** Opening Records shown block **

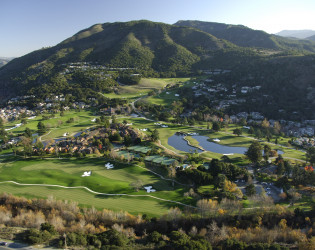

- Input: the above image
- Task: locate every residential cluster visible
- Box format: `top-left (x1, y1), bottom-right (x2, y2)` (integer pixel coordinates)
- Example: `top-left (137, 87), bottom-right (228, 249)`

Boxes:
top-left (44, 124), bottom-right (141, 155)
top-left (0, 106), bottom-right (35, 122)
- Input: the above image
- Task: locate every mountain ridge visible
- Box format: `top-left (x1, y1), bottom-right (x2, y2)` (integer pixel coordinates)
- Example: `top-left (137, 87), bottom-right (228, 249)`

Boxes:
top-left (174, 20), bottom-right (315, 53)
top-left (0, 20), bottom-right (315, 104)
top-left (276, 29), bottom-right (315, 39)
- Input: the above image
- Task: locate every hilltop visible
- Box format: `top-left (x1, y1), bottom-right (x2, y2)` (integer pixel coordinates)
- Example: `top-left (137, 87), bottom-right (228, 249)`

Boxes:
top-left (276, 29), bottom-right (315, 39)
top-left (175, 20), bottom-right (315, 53)
top-left (307, 34), bottom-right (315, 41)
top-left (0, 20), bottom-right (315, 108)
top-left (0, 20), bottom-right (238, 100)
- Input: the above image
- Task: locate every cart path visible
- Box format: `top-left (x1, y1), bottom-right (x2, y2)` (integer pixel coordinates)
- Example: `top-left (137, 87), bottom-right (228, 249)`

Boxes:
top-left (0, 181), bottom-right (197, 209)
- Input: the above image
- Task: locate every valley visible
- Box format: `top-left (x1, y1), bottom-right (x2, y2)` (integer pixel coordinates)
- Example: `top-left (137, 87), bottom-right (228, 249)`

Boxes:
top-left (0, 19), bottom-right (315, 249)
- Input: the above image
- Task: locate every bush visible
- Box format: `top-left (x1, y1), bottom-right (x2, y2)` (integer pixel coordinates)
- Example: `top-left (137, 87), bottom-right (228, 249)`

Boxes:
top-left (149, 231), bottom-right (162, 243)
top-left (25, 228), bottom-right (52, 244)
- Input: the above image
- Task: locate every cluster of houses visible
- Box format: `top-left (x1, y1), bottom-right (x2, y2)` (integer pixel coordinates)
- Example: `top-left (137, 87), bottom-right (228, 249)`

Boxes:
top-left (282, 121), bottom-right (315, 137)
top-left (191, 80), bottom-right (262, 112)
top-left (201, 69), bottom-right (231, 75)
top-left (293, 137), bottom-right (315, 148)
top-left (43, 124), bottom-right (141, 155)
top-left (229, 112), bottom-right (265, 123)
top-left (60, 62), bottom-right (135, 75)
top-left (0, 106), bottom-right (35, 122)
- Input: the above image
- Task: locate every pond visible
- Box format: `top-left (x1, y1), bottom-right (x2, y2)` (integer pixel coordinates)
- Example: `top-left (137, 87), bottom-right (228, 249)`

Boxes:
top-left (168, 134), bottom-right (283, 155)
top-left (168, 134), bottom-right (203, 153)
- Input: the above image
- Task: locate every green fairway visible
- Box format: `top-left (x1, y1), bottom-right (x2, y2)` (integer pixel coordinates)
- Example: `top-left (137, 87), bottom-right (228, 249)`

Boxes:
top-left (101, 78), bottom-right (183, 100)
top-left (0, 157), bottom-right (193, 215)
top-left (0, 183), bottom-right (172, 216)
top-left (4, 110), bottom-right (96, 141)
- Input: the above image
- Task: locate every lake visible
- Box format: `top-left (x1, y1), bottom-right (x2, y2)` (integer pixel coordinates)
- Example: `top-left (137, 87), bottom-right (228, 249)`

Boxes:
top-left (168, 134), bottom-right (283, 155)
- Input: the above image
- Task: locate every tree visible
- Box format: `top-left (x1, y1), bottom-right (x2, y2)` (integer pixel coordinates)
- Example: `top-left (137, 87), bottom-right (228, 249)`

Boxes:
top-left (37, 121), bottom-right (46, 135)
top-left (306, 147), bottom-right (315, 165)
top-left (0, 118), bottom-right (7, 138)
top-left (168, 166), bottom-right (177, 187)
top-left (233, 128), bottom-right (242, 136)
top-left (123, 135), bottom-right (132, 147)
top-left (150, 129), bottom-right (159, 142)
top-left (263, 144), bottom-right (271, 161)
top-left (261, 118), bottom-right (270, 128)
top-left (274, 121), bottom-right (281, 134)
top-left (288, 188), bottom-right (302, 205)
top-left (111, 115), bottom-right (117, 125)
top-left (212, 122), bottom-right (220, 132)
top-left (35, 141), bottom-right (45, 159)
top-left (245, 184), bottom-right (256, 196)
top-left (24, 127), bottom-right (32, 138)
top-left (245, 141), bottom-right (262, 164)
top-left (276, 161), bottom-right (285, 176)
top-left (197, 199), bottom-right (218, 217)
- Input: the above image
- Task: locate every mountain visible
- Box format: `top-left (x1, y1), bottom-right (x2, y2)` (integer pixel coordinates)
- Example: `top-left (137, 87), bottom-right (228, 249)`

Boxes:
top-left (307, 35), bottom-right (315, 41)
top-left (276, 30), bottom-right (315, 39)
top-left (175, 21), bottom-right (315, 53)
top-left (0, 20), bottom-right (250, 100)
top-left (0, 20), bottom-right (315, 114)
top-left (175, 20), bottom-right (278, 49)
top-left (0, 57), bottom-right (14, 68)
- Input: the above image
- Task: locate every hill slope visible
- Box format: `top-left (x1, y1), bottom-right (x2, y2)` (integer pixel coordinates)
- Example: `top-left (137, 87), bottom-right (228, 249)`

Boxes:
top-left (175, 20), bottom-right (278, 49)
top-left (276, 30), bottom-right (315, 39)
top-left (175, 20), bottom-right (315, 53)
top-left (0, 19), bottom-right (314, 115)
top-left (0, 20), bottom-right (239, 100)
top-left (307, 35), bottom-right (315, 41)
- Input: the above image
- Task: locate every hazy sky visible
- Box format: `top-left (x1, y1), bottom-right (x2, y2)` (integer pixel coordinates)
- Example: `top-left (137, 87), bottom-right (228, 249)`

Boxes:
top-left (1, 0), bottom-right (315, 57)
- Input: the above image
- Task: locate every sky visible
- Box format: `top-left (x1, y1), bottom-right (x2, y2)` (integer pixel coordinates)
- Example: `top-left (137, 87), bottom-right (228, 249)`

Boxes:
top-left (1, 0), bottom-right (315, 57)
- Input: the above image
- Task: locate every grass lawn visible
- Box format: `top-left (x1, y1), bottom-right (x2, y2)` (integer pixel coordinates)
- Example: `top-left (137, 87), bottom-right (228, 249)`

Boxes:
top-left (185, 136), bottom-right (204, 150)
top-left (278, 195), bottom-right (315, 212)
top-left (4, 110), bottom-right (96, 141)
top-left (0, 183), bottom-right (171, 217)
top-left (146, 79), bottom-right (192, 106)
top-left (101, 78), bottom-right (186, 100)
top-left (0, 157), bottom-right (193, 215)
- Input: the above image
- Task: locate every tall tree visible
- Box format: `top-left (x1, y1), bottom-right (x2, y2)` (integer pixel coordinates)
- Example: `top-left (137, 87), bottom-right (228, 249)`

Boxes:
top-left (168, 166), bottom-right (177, 187)
top-left (150, 129), bottom-right (159, 142)
top-left (24, 127), bottom-right (33, 138)
top-left (306, 147), bottom-right (315, 165)
top-left (245, 184), bottom-right (256, 196)
top-left (263, 144), bottom-right (271, 161)
top-left (37, 121), bottom-right (47, 135)
top-left (233, 128), bottom-right (242, 136)
top-left (245, 141), bottom-right (262, 164)
top-left (212, 122), bottom-right (220, 132)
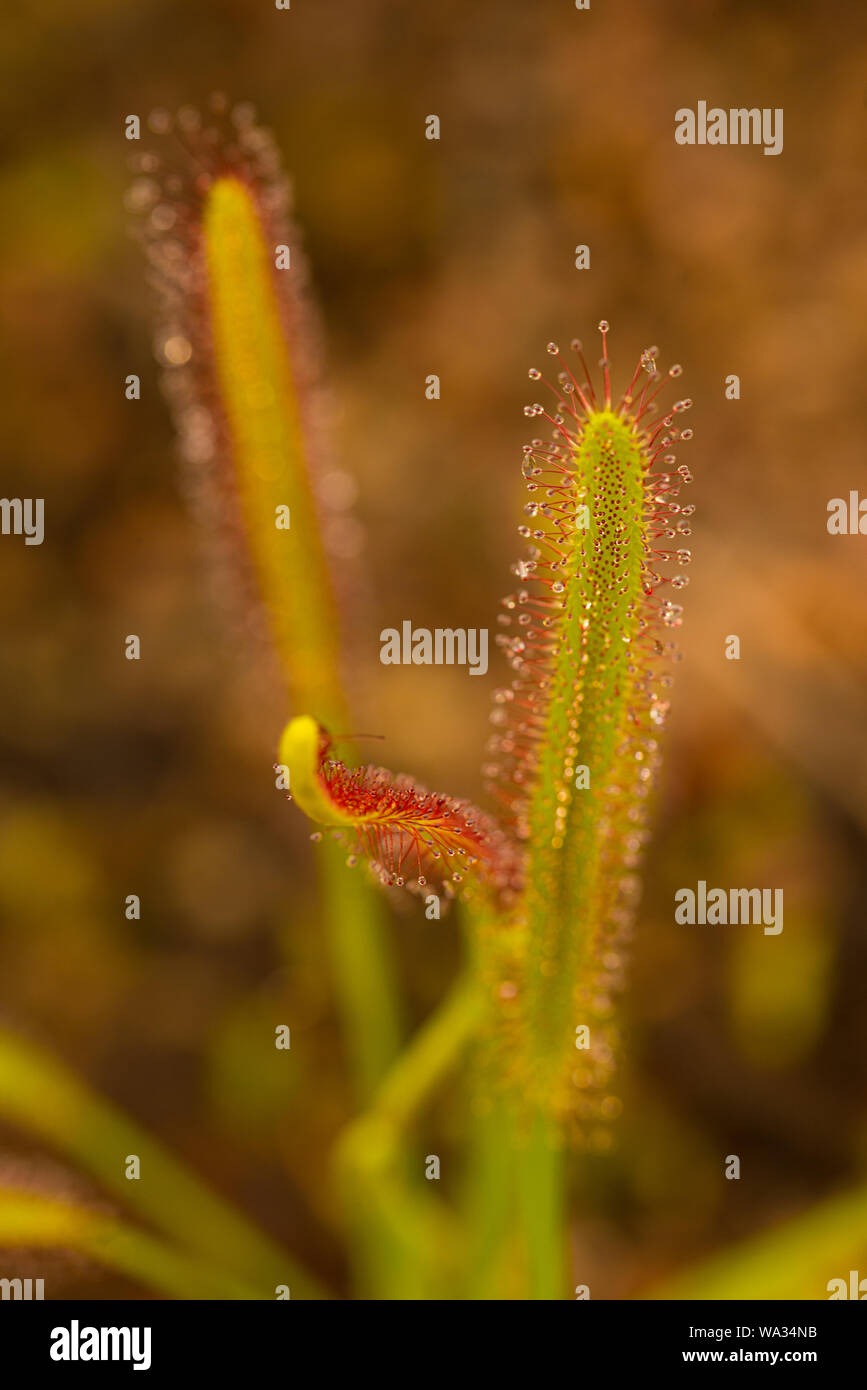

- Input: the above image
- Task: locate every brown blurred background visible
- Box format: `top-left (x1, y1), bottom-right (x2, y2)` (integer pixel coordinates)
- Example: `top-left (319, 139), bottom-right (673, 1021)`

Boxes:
top-left (0, 0), bottom-right (865, 1297)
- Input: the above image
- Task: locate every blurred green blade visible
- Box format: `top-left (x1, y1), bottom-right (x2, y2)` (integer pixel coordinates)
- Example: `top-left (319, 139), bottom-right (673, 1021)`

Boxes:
top-left (0, 1025), bottom-right (329, 1298)
top-left (0, 1189), bottom-right (260, 1300)
top-left (647, 1184), bottom-right (867, 1299)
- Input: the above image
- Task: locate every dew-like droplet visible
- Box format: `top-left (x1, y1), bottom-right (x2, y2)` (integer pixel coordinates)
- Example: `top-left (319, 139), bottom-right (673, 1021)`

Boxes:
top-left (162, 334), bottom-right (192, 365)
top-left (649, 699), bottom-right (670, 726)
top-left (150, 204), bottom-right (176, 232)
top-left (125, 178), bottom-right (159, 212)
top-left (177, 105), bottom-right (201, 133)
top-left (232, 101), bottom-right (257, 128)
top-left (147, 108), bottom-right (173, 134)
top-left (659, 601), bottom-right (683, 627)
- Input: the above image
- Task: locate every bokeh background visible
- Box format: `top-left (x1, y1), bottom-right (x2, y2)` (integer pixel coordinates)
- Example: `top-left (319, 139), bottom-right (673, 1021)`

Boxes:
top-left (0, 0), bottom-right (865, 1297)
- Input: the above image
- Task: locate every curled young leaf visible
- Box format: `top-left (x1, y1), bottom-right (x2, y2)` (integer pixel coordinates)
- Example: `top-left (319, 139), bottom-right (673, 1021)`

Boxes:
top-left (279, 716), bottom-right (521, 903)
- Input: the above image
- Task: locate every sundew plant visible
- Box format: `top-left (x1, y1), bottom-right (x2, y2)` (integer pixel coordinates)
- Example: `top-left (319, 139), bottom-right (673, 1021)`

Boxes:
top-left (0, 93), bottom-right (863, 1307)
top-left (138, 97), bottom-right (695, 1298)
top-left (28, 93), bottom-right (857, 1305)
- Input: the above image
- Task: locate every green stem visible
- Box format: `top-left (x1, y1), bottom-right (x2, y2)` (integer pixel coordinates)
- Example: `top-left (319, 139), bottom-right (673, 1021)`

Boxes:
top-left (514, 1111), bottom-right (567, 1299)
top-left (335, 969), bottom-right (482, 1297)
top-left (319, 840), bottom-right (405, 1100)
top-left (360, 968), bottom-right (483, 1129)
top-left (462, 1095), bottom-right (567, 1299)
top-left (461, 1099), bottom-right (516, 1298)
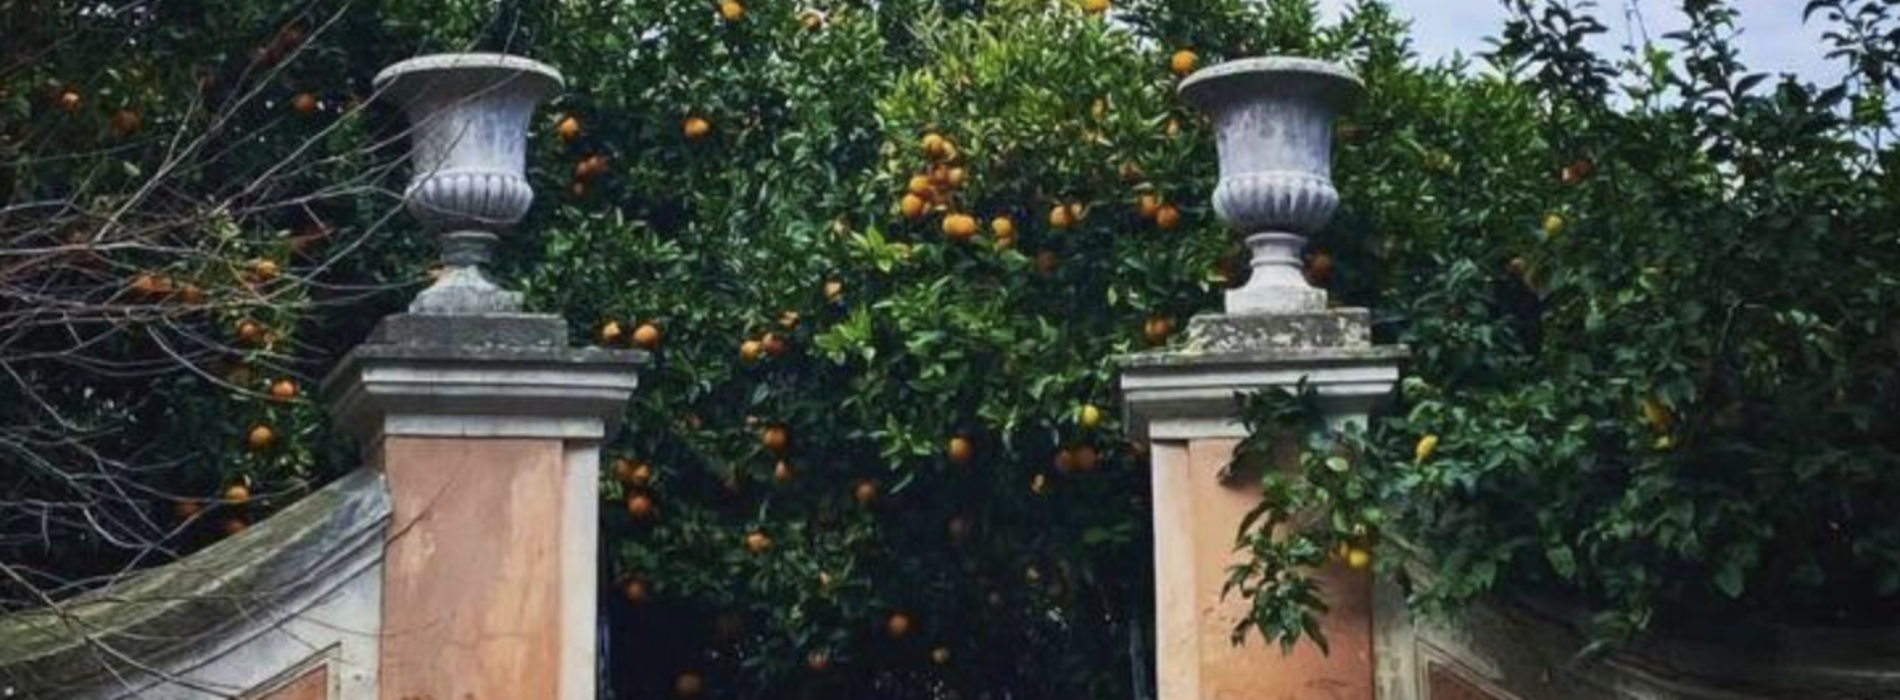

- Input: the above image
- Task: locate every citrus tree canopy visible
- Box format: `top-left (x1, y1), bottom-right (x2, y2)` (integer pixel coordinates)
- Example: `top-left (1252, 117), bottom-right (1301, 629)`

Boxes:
top-left (5, 0), bottom-right (1900, 697)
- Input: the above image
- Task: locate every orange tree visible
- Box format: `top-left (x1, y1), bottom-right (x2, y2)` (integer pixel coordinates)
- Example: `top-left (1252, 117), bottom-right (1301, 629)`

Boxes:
top-left (18, 0), bottom-right (1900, 696)
top-left (510, 0), bottom-right (1481, 695)
top-left (1225, 0), bottom-right (1900, 656)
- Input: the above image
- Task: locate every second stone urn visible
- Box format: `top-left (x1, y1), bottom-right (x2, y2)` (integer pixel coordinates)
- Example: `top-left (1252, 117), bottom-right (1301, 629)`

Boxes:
top-left (376, 53), bottom-right (564, 314)
top-left (1181, 57), bottom-right (1361, 315)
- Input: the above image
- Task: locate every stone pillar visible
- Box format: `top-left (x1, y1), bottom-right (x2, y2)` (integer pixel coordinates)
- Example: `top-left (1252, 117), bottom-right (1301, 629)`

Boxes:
top-left (1120, 57), bottom-right (1405, 700)
top-left (321, 54), bottom-right (641, 700)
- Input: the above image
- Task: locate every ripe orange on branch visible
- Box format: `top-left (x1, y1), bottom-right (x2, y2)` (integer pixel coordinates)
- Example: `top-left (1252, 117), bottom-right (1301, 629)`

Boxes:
top-left (556, 114), bottom-right (581, 141)
top-left (744, 530), bottom-right (772, 554)
top-left (245, 424), bottom-right (275, 452)
top-left (942, 213), bottom-right (978, 241)
top-left (682, 115), bottom-right (712, 141)
top-left (761, 424), bottom-right (790, 453)
top-left (946, 435), bottom-right (974, 465)
top-left (632, 322), bottom-right (662, 349)
top-left (1170, 49), bottom-right (1199, 76)
top-left (1153, 204), bottom-right (1182, 230)
top-left (886, 612), bottom-right (913, 639)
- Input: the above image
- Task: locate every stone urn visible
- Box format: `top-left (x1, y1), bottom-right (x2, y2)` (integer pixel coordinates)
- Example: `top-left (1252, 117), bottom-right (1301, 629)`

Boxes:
top-left (375, 53), bottom-right (563, 314)
top-left (1180, 57), bottom-right (1361, 315)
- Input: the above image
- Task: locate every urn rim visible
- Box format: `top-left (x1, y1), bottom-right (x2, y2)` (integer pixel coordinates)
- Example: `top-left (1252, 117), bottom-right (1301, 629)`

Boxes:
top-left (373, 52), bottom-right (565, 106)
top-left (1179, 56), bottom-right (1363, 112)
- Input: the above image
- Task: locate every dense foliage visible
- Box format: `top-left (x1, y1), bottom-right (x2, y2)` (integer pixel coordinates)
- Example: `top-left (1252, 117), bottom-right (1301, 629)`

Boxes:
top-left (6, 0), bottom-right (1899, 697)
top-left (1229, 0), bottom-right (1900, 650)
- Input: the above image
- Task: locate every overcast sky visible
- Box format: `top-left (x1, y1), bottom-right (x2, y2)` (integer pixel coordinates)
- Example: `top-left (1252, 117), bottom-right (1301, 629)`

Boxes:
top-left (1317, 1), bottom-right (1841, 84)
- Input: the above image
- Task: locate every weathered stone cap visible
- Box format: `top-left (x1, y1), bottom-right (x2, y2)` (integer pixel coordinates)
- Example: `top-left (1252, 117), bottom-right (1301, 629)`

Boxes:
top-left (0, 469), bottom-right (389, 697)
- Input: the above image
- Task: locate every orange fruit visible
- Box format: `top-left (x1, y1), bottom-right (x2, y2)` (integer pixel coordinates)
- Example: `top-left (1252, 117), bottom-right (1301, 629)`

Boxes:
top-left (599, 320), bottom-right (624, 345)
top-left (761, 424), bottom-right (790, 453)
top-left (930, 647), bottom-right (952, 665)
top-left (1346, 547), bottom-right (1372, 570)
top-left (556, 115), bottom-right (581, 142)
top-left (853, 479), bottom-right (879, 506)
top-left (900, 193), bottom-right (927, 219)
top-left (907, 174), bottom-right (935, 197)
top-left (1136, 193), bottom-right (1161, 219)
top-left (291, 92), bottom-right (317, 115)
top-left (683, 115), bottom-right (712, 140)
top-left (824, 279), bottom-right (845, 301)
top-left (1030, 473), bottom-right (1049, 494)
top-left (1170, 49), bottom-right (1198, 76)
top-left (55, 89), bottom-right (81, 112)
top-left (718, 0), bottom-right (744, 21)
top-left (111, 108), bottom-right (142, 136)
top-left (740, 339), bottom-right (764, 363)
top-left (1542, 212), bottom-right (1566, 237)
top-left (942, 213), bottom-right (978, 241)
top-left (632, 323), bottom-right (662, 349)
top-left (761, 331), bottom-right (788, 356)
top-left (778, 310), bottom-right (800, 330)
top-left (773, 460), bottom-right (794, 484)
top-left (1142, 315), bottom-right (1175, 346)
top-left (576, 154), bottom-right (609, 179)
top-left (221, 518), bottom-right (250, 536)
top-left (1153, 204), bottom-right (1182, 230)
top-left (946, 435), bottom-right (974, 465)
top-left (920, 132), bottom-right (951, 160)
top-left (622, 578), bottom-right (650, 605)
top-left (268, 378), bottom-right (297, 401)
top-left (1073, 444), bottom-right (1100, 472)
top-left (886, 612), bottom-right (912, 639)
top-left (250, 258), bottom-right (280, 282)
top-left (626, 493), bottom-right (657, 521)
top-left (235, 319), bottom-right (266, 345)
top-left (806, 650), bottom-right (831, 672)
top-left (223, 483), bottom-right (251, 504)
top-left (173, 499), bottom-right (203, 521)
top-left (1048, 204), bottom-right (1075, 229)
top-left (800, 9), bottom-right (825, 30)
top-left (745, 530), bottom-right (772, 554)
top-left (1077, 403), bottom-right (1103, 430)
top-left (989, 215), bottom-right (1016, 240)
top-left (1053, 448), bottom-right (1078, 474)
top-left (246, 424), bottom-right (275, 451)
top-left (675, 671), bottom-right (704, 698)
top-left (1306, 252), bottom-right (1336, 284)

** Closing Records shown block **

Exercise directions
Find each line above that contains "cluster", and copy those lines.

Written response
- Task: locate every residential cluster visible
- Task: locate every cluster of houses visible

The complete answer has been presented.